* **ФРАГМЕНТ СТРАНИЦЫ**:
Еще десять лет назад понятие «молодая режиссура» было связано с Питером, с такими именами, как Праудин, Козлов, Дитятковский, Крамер. А сейчас инициативу явно перехватила Москва: на арену выходят тридцатилетние. Это люди, которые заражены микробом свободы, они уже не станут ни под кого подстраиваться, не будут работать нечестно, не по-настоящему. Это ближайшее будущее российского театра. Так что через три-четыре года «Золотая маска» будет уже совершенно другой.

 — Насколько громко голос этих молодых зазвучит на нынешней, петербургской «Маске»?

 — Достаточно громко. Ну вот, например, спектакль упомянутого Гришковца «Дредноуты». В афише в качестве площадки указан Театр «Балтийский дом». А в Москве этот спектакль принципиально не играется в театре, он идет в клубе. Люди покупают билеты за приличные деньги не для того, чтобы потанцевать, а для того, чтобы послушать, как человек будет рассказывать про морскую битву, которая произошла сто лет назад. Для этих людей, достаточно уважаемых и обеспеченных, принципиально, что это не театр, а клуб, потому что театр ассоциируется с другими, не очень приятными вещами.

Очень важное название в афише — «Откровенные полароидные снимки» Кирилла Серебренникова по пьесе Марка Равенхилла. Это темы, ситуации, конфликты, антураж современной урбанистической жизни со стрип-барами, наркотиками, несчастными гомосексуальными любовями, но это еще и тот уровень драматургии, которого нынешней российской драме пока не хватает.

* **ОПИСАНИЕ ЗАДАНИЯ**: Продолжите приведенную выше беседу о молодой режиссуре и «Золотой маске» с места, на котором она обрывается.

* **ЗАПИСАННЫЙ ПЕРЕЧЕНЬ**:

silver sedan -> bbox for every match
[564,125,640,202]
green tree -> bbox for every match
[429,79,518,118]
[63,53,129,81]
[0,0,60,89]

* **ОТВЕТ К ЗАДАЧЕ**:
«Облом off» — спектакль, который драматург Михаил Угаров поставил сам по собственной пьесе; такая практика — большая редкость в России, но очень распространена на Западе. Угаров — это как раз тот уровень свободы, когда человек не испытывает никаких комплексов перед тем, чтобы заново переписать классический роман Гончарова. На мой взгляд, это оригинальная пьеса, написанная интересным постмодернистским приемом: в свое время французский культуролог и социолог Леви-Стросс ввел термин «бриколлаж», характеризующий новое мифологическое сознание, когда художник не нуждается в выдумывании «атомов», а может использовать для своих конструкций какие-то уже существующие куски, сюжеты. А то, что у Угарова может звучать матерное слово, которое никогда не возникло бы у Гончарова, или появиться какой-то суперсовременный герой, воспринимается абсолютно естественно. Западный театр давно прошел эпоху увлечения нарочитой театральностью, клиповостью, рекламными технологиями и снова сосредоточился на слове. В России этого еще очень мало, и в этом смысле спектакль Угарова тоже очень важен. Другой полюс художественной независимости и честности — работы покойного Жени Панфилова, — его театр тоже присутствует в программе «Маски». В эту же компанию для меня абсолютно вписываются Антон Адасинский и группа АХЕ. 

Что касается музыкального театра, то одно из самых важных названий — «Поворот винта». Опять-таки, нужно быть очень свободными людьми, чтобы в музыкальной антрепризе поставить оперу Бриттена. У Михаила Бертмана в «Геликон-опера» появился спектакль «Лулу» А. Берга — первое обращение российского театра к величайшей опере XX века и первый ее перевод на русский язык. Конечно, неловко говорить сегодня о первой постановке «Лулу», но, тем не менее, это свершилось, и у российской публики появится счастливая возможность названную оперу услышать. Вторая московская постановка — «Мадам Баттерфляй» в Театре Станиславского и Немировича-Данченко с Ольгой Гуряковой, которую в Петербурге знают и любят. Будет и еще один необычный проект — спектакль «Норма» (копродукция российской продюсерской компании и армянского Театра оперы и балета им. А. Спендиарова), в котором представлена замечательная армянская школа белькантового пения. Еще в афише — два спектакля питерских режиссеров: Степанюк поставил «Кармен» в Новосибирске, а Юрий Александров, многократный лауреат «Золотой маски», — «Мадам Баттерфляй» в Ростове: только что выстроенный там огромный оперный театр моментально заявил о себе — кстати, художник постановки тоже петербуржец, Вячеслав Окунев.

 — По какому принципу в число номинантов попадали мэтры традиционного театра?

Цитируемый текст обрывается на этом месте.